◆ **Tarea asignada 1**:
Según el fragmento sobre Hamsun, responde:
(a) ¿Qué le envió el escritor noruego a Goebbels?
(b) ¿En qué libro de Hamsun aparecían ciertas palabras sobre los negros?
(c) ¿Cuándo toca con sordina un vagabundo, según Hamsun?
◆ **Tarea asignada 2**:
¿Puedes resumir en una lista breve el párrafo del fragmento sobre Hamsun que comienza con «Un escritor vivo y vivificante»?

Un vagabundo toca con sordina – Knut Hansum

Se pasea uno este otoño por los libros de Hamsun como por una tierra conocida y querida. La tierra de Miller, de Gorki. El paisaje de los vagabundos. Un vagabundo toca con sordina cuando llega al medio siglo, dice Hamsun y me pregunto si fue esa debilidad o cierto ego reprimido durante años lo que llevó al escritor noruego a enviarle a Goebbels su medalla del Premio Nobel, a buscar a Hitler y entrevistarse con él, a aclamar en los periódicos a quien, para él, era un liberador y un gran soldado. Y lo hizo él, el vagabundo, el hombre que al final de un libro maravilloso escribió los párrafos que copio abajo, más maravillosos aún, sabios a su pesar.
Un escritor vivo y vivificante, artista por lo que de única tenía su visión del mundo, libre, aunque conservador, es verdad, en muchas de sus actitudes sociales (ciertas palabras sobre los negros en su primer libro ya anunciaban lo que se confirmó medio siglo después). ¿Qué viste en el nazismo, Hamsun?, me pregunto. ¿Por qué te borraste así de la Historia de la Literatura, donde te habías ganado un puesto más que merecido?

(Elementos listados en un conjunto de datos)
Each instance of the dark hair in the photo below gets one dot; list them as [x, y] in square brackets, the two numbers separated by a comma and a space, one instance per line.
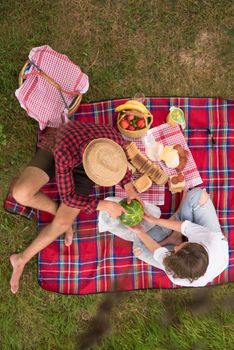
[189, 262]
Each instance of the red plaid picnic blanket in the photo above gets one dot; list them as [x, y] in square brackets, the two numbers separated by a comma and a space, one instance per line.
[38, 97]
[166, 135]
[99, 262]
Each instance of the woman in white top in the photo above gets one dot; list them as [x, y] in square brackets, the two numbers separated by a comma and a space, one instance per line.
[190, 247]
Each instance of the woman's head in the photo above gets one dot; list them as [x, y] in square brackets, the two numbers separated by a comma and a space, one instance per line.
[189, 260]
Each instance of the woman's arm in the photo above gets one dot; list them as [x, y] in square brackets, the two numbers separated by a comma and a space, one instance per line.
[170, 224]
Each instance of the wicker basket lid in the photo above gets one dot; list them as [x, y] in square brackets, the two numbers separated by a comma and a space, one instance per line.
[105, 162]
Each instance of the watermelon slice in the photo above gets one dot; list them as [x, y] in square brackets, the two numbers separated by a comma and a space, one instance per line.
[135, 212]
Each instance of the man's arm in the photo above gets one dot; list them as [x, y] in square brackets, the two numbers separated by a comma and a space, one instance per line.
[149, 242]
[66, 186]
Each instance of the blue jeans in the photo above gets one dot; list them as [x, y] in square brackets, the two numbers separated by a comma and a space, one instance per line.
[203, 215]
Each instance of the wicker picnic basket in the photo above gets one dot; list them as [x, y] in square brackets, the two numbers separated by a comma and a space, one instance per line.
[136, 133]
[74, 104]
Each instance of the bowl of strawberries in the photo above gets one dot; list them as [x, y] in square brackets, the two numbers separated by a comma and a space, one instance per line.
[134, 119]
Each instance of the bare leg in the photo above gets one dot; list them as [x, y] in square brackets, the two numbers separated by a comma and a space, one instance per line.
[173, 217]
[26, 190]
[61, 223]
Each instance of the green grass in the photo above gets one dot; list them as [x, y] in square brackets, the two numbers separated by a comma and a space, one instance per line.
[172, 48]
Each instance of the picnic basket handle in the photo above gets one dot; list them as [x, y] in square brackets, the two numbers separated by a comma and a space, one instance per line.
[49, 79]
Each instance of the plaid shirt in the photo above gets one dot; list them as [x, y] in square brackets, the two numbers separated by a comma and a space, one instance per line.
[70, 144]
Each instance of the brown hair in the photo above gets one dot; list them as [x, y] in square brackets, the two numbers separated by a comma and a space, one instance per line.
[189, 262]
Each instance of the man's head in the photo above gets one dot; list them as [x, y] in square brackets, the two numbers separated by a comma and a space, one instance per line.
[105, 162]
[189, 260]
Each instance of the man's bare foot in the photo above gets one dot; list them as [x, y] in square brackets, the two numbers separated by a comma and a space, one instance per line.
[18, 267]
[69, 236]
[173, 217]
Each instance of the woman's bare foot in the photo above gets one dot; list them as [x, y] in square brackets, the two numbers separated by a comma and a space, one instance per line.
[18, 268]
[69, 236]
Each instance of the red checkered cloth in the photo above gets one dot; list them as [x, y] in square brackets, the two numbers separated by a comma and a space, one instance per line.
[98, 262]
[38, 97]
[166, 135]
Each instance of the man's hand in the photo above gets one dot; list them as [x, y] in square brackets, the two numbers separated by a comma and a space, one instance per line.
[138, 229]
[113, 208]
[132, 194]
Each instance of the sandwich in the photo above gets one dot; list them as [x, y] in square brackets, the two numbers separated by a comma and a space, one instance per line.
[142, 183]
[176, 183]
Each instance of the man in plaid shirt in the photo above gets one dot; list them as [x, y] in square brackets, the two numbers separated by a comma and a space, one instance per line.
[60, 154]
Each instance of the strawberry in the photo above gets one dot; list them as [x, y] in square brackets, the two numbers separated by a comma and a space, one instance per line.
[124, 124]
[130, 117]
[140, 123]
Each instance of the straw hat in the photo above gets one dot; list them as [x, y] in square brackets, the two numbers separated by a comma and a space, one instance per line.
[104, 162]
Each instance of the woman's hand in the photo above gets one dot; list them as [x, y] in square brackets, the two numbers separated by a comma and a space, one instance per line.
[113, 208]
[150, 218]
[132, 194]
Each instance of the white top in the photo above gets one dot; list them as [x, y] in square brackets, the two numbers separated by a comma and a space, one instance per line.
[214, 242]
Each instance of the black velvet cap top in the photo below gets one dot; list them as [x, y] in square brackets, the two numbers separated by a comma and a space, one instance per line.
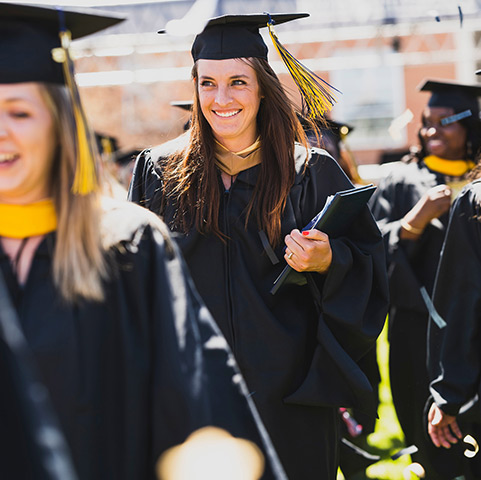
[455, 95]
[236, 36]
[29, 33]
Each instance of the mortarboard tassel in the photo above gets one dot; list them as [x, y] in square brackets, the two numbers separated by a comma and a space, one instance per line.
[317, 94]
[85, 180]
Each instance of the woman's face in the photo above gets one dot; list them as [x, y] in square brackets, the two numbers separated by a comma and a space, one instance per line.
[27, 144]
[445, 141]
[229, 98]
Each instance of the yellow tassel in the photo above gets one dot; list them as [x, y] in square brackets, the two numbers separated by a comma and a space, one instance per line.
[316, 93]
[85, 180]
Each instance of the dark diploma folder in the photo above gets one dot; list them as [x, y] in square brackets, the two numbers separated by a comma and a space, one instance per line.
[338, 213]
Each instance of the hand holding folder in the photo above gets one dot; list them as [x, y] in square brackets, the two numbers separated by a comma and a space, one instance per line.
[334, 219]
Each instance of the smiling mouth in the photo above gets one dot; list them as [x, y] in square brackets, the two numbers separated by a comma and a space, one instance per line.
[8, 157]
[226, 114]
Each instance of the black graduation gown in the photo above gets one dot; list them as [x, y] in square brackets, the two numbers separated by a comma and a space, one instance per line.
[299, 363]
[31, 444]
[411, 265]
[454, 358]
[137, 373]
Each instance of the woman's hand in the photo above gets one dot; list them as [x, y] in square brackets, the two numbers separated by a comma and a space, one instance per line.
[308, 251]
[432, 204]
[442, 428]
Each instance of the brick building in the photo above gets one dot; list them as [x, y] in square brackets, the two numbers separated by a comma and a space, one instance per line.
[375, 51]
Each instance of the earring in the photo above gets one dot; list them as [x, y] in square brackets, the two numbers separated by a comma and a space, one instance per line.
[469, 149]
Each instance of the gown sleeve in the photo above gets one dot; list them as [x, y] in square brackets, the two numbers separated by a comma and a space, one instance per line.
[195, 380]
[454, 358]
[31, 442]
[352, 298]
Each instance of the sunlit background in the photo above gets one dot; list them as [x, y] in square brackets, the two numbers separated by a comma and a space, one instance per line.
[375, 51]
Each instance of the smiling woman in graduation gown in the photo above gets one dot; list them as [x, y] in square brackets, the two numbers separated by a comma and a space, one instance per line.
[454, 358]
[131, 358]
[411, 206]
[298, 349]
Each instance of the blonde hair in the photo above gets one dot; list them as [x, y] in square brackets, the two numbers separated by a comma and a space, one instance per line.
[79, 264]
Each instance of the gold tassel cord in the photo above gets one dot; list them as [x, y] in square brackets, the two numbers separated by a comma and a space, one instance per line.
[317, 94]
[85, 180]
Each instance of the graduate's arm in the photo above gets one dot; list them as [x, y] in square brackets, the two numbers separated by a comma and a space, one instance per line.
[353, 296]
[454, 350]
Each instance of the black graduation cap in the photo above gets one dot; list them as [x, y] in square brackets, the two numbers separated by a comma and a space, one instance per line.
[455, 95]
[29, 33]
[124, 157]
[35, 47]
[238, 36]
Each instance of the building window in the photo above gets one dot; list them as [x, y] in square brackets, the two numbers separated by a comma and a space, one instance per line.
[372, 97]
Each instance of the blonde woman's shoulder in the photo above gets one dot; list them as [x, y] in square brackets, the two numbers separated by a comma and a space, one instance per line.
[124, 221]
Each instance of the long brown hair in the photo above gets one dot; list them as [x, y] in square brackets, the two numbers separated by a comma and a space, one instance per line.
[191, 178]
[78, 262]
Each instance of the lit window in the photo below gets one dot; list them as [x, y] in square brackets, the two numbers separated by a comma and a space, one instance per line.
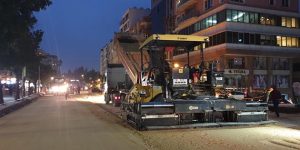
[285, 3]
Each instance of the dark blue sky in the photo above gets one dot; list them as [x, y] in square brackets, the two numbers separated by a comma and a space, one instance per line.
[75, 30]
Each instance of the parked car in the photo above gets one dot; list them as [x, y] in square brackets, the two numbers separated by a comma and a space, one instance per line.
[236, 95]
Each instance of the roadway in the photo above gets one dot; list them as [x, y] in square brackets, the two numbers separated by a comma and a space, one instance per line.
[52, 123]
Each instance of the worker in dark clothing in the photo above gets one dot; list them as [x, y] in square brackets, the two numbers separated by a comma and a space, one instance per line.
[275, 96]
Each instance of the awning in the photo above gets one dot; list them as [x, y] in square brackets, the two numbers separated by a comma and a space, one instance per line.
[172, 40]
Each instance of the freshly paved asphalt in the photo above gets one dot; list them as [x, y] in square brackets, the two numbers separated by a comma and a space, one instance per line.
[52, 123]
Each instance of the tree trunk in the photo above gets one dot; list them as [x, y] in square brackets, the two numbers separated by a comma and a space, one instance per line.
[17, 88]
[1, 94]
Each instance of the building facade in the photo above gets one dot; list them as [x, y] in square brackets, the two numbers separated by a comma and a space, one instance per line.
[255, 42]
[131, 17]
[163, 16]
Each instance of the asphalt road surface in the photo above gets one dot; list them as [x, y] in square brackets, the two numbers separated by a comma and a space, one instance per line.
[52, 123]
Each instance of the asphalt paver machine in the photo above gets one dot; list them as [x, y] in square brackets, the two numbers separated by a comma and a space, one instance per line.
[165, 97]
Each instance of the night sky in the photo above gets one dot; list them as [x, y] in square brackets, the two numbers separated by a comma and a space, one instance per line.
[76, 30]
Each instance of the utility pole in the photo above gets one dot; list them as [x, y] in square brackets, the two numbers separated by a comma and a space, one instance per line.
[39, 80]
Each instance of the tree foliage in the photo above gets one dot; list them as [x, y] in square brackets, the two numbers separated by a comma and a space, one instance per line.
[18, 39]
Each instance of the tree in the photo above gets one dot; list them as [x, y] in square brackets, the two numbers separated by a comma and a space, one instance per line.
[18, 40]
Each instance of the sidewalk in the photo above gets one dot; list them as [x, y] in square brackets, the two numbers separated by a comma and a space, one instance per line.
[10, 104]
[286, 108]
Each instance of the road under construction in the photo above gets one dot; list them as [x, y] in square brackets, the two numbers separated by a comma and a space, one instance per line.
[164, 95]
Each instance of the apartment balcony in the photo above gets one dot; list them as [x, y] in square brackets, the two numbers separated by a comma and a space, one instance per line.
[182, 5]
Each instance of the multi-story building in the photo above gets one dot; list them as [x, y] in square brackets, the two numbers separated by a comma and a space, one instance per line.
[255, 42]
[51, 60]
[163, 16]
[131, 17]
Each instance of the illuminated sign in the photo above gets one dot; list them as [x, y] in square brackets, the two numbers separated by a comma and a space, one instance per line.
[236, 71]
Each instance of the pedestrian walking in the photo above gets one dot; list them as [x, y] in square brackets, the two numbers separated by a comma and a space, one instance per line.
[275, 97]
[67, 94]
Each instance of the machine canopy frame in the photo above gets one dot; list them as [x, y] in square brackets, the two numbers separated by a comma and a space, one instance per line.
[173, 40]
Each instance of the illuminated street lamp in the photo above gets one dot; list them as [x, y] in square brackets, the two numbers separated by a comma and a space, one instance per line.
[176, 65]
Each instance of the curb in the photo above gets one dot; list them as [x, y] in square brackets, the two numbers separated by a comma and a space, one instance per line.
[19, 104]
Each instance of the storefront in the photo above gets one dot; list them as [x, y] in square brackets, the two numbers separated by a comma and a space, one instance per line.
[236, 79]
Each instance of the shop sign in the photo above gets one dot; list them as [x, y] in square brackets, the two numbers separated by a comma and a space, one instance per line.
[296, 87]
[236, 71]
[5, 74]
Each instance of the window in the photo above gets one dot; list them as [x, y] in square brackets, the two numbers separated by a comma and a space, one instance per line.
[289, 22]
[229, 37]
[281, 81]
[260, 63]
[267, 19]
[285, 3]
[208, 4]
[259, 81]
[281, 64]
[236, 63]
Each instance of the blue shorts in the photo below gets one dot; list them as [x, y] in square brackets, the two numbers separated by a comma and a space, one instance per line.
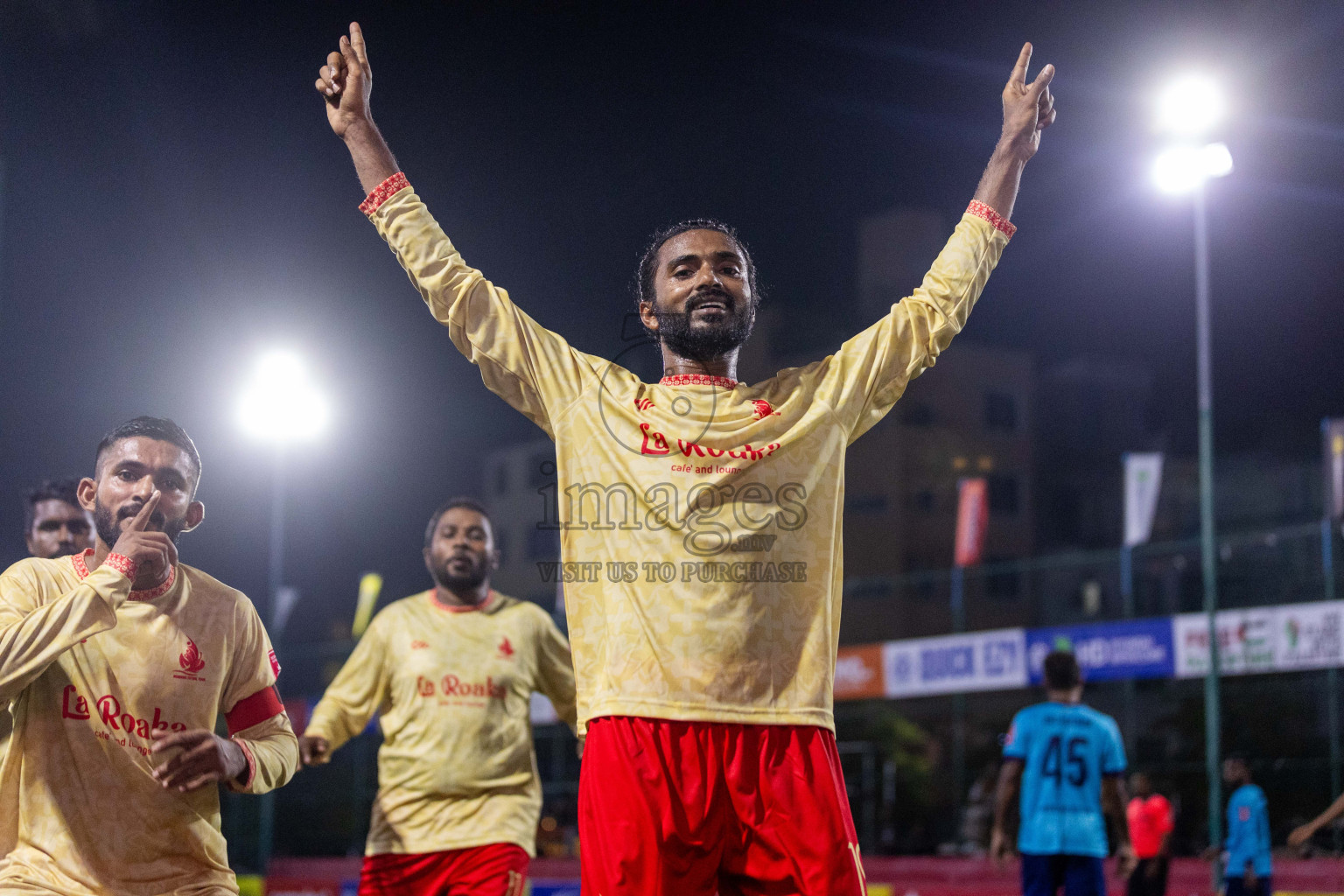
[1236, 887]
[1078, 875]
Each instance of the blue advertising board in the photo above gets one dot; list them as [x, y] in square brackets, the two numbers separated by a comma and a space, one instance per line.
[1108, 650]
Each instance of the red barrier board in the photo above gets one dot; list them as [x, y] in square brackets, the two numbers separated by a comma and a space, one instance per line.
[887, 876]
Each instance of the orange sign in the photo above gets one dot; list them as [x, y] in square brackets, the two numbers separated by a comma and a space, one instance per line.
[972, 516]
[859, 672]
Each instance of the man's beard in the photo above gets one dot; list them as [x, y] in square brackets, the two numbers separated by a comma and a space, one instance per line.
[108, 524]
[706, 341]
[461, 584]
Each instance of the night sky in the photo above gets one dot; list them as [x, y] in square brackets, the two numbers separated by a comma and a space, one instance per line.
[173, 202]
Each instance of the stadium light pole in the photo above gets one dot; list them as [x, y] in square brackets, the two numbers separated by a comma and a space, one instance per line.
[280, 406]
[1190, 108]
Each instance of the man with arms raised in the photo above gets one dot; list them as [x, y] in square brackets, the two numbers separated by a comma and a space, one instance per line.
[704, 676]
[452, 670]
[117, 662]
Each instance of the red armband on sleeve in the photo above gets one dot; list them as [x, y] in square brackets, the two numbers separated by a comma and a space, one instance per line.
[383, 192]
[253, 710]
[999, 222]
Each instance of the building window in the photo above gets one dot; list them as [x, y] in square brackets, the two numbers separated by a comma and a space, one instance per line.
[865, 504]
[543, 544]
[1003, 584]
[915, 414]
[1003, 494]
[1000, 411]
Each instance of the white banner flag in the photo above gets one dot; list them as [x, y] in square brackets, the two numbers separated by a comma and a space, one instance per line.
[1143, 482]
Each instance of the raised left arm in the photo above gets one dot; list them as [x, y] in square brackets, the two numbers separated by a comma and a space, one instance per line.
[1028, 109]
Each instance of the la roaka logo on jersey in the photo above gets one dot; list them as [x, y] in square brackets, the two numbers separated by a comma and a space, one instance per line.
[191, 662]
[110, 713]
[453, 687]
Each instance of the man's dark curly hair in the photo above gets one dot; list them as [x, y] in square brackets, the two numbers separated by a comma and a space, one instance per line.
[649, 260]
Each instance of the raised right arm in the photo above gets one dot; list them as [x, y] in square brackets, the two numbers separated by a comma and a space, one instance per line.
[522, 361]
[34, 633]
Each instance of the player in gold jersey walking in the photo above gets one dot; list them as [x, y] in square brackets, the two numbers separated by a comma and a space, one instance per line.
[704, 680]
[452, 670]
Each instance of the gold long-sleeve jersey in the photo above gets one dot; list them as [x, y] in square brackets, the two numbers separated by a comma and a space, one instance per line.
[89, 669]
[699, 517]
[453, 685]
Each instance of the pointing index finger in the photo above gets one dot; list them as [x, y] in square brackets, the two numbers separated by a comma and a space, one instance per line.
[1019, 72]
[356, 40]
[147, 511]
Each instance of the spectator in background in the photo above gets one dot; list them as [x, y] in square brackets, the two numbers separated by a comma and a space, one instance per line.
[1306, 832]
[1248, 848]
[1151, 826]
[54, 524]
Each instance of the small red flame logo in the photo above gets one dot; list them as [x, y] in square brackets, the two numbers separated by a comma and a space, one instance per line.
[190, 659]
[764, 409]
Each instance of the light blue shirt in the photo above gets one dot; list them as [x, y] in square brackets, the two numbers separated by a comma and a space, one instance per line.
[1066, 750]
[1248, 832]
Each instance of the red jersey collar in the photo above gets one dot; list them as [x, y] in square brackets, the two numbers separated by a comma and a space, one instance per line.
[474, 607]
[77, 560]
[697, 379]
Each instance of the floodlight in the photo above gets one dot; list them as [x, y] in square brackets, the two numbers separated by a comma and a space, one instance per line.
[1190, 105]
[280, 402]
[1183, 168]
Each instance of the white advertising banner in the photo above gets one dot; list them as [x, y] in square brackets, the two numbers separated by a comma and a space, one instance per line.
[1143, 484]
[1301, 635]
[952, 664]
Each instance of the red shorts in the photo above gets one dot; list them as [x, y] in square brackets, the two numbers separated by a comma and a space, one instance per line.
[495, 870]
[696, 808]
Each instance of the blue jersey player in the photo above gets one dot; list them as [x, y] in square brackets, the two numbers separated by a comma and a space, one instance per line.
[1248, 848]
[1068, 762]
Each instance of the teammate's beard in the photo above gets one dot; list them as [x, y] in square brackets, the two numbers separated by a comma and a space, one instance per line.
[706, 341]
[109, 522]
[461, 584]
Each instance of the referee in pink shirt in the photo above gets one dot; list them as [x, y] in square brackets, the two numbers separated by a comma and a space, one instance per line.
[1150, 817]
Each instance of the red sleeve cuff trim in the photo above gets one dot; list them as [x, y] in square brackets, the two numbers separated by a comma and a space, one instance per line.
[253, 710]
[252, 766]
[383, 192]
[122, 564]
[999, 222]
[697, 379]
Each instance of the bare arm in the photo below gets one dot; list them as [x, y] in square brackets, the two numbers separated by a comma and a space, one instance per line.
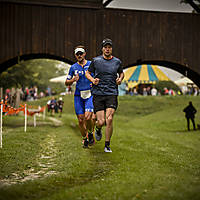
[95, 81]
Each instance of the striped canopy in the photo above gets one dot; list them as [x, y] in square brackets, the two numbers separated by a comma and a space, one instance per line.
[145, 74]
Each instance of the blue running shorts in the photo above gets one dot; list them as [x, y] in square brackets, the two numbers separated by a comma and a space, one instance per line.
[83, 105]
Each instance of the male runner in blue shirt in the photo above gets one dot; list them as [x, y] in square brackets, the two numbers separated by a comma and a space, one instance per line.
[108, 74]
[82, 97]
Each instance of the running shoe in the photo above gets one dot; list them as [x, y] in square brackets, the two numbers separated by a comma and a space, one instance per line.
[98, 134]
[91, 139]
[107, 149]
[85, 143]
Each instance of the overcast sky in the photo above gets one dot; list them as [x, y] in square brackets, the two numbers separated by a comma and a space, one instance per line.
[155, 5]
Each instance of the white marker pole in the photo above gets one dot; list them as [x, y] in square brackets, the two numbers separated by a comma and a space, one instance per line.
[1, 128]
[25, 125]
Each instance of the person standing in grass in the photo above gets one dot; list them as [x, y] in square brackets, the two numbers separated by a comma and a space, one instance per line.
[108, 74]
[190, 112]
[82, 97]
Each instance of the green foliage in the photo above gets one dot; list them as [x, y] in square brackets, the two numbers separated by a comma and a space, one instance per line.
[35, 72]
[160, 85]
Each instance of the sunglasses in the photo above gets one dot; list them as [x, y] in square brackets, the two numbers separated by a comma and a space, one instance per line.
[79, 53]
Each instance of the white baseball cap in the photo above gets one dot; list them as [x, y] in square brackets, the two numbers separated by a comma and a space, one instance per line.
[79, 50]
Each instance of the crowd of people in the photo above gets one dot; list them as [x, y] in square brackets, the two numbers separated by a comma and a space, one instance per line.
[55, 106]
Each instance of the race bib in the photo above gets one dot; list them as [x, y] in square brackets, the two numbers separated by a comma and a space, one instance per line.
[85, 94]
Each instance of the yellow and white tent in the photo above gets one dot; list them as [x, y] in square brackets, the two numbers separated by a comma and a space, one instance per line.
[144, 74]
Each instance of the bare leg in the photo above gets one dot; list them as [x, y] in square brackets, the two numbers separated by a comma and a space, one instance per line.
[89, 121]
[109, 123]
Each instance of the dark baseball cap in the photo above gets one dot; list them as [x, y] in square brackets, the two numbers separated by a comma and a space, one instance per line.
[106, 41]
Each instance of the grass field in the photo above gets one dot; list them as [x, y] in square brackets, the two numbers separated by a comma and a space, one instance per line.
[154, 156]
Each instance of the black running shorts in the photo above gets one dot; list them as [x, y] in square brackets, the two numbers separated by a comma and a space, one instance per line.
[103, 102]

◆ **Respuesta correcta 1**:
(a) Su medalla del Premio Nobel.
(b) En su primer libro.
(c) Cuando llega al medio siglo.

◆ **Respuesta correcta 2**:
- Hamsun fue un escritor vivo y vivificante, artista por su visión única del mundo.
- Era libre, aunque conservador en muchas de sus actitudes sociales.
- Ciertas palabras sobre los negros en su primer libro ya anunciaban lo que se confirmó medio siglo después.
- El autor se pregunta qué vio Hamsun en el nazismo y por qué se borró de la Historia de la Literatura, donde se había ganado un puesto más que merecido.